* [Data records]
== Segment start ==

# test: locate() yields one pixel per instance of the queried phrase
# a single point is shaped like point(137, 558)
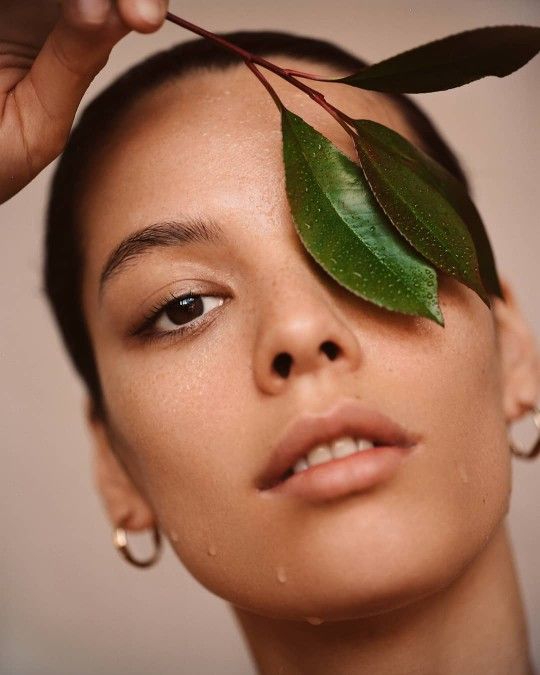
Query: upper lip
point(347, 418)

== Segment end ==
== Segment start ==

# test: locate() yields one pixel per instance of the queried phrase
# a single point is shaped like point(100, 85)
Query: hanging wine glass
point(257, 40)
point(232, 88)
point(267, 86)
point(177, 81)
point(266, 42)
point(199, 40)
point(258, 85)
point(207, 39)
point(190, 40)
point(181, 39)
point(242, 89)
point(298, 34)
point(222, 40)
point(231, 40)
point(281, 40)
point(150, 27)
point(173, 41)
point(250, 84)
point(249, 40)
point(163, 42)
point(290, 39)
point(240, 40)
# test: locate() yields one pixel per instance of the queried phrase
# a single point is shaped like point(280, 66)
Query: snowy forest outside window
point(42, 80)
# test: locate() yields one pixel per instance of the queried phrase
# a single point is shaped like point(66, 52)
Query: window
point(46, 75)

== Segment end ==
== Segment start ==

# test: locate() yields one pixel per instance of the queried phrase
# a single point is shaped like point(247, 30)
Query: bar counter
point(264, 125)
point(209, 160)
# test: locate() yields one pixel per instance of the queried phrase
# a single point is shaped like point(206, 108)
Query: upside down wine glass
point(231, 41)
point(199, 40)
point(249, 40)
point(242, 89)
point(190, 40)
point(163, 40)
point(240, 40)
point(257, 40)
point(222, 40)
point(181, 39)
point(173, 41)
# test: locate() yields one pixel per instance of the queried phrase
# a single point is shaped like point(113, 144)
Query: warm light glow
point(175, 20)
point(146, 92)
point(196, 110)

== Segment end ==

* [Goal of the exercise] When a line in the material above contains the word "single", copy that line out.

* [Response to this exercise]
# a single point is shaped like point(137, 558)
# a single point is shaped like point(100, 85)
# a single point is shaped like point(280, 66)
# a single point is shaped like point(66, 52)
# a single point is shaped like point(247, 30)
# a single point is shaped like point(206, 108)
# a single point is shaped like point(113, 144)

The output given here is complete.